What needs to be done —
Recast every line of the items below as a JSON list of strings, one string per line, omitting blank lines and the pictures.

■ ■ ■ ■ ■ ■ ■

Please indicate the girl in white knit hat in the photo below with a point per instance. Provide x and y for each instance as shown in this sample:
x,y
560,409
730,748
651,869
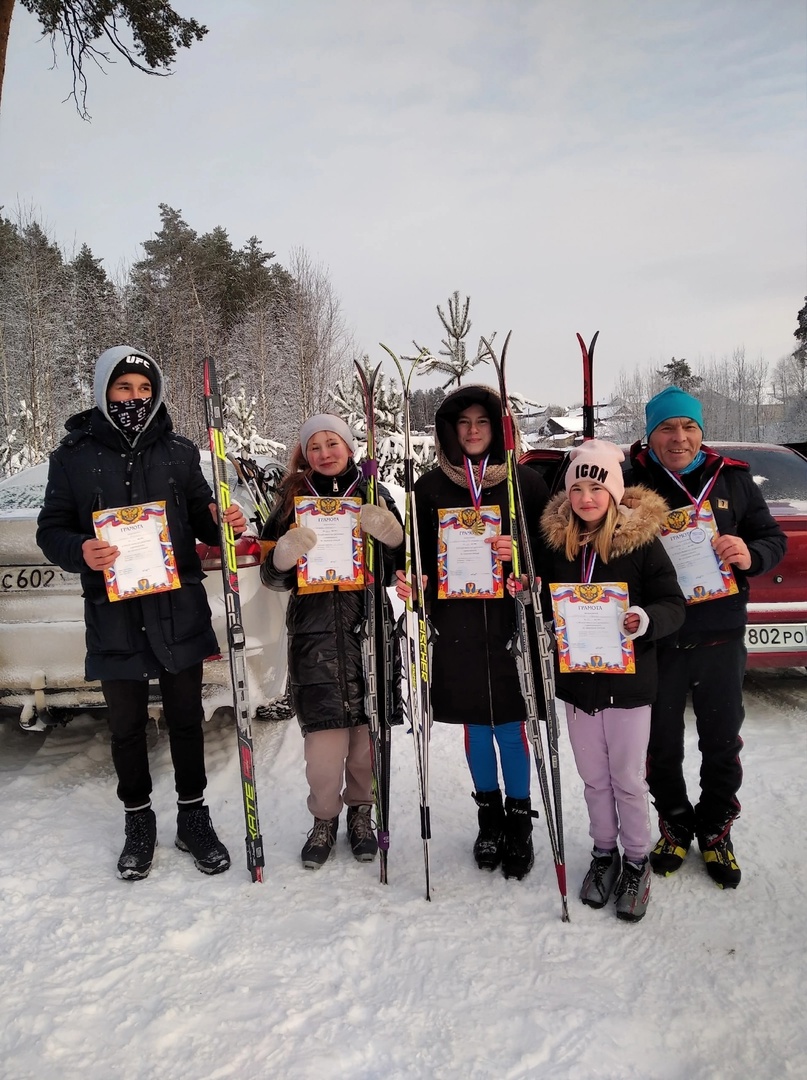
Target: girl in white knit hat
x,y
325,671
597,531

■ ■ ■ ■ ■ ■ ■

Answer in full —
[
  "Please indicate the girl in white knit hat in the photo below with a point per instance. Provide x and y for each instance as shown in this sample:",
  "x,y",
  "560,409",
  "730,748",
  "651,869",
  "Target: girl in white knit hat",
  "x,y",
  "325,671",
  "597,531"
]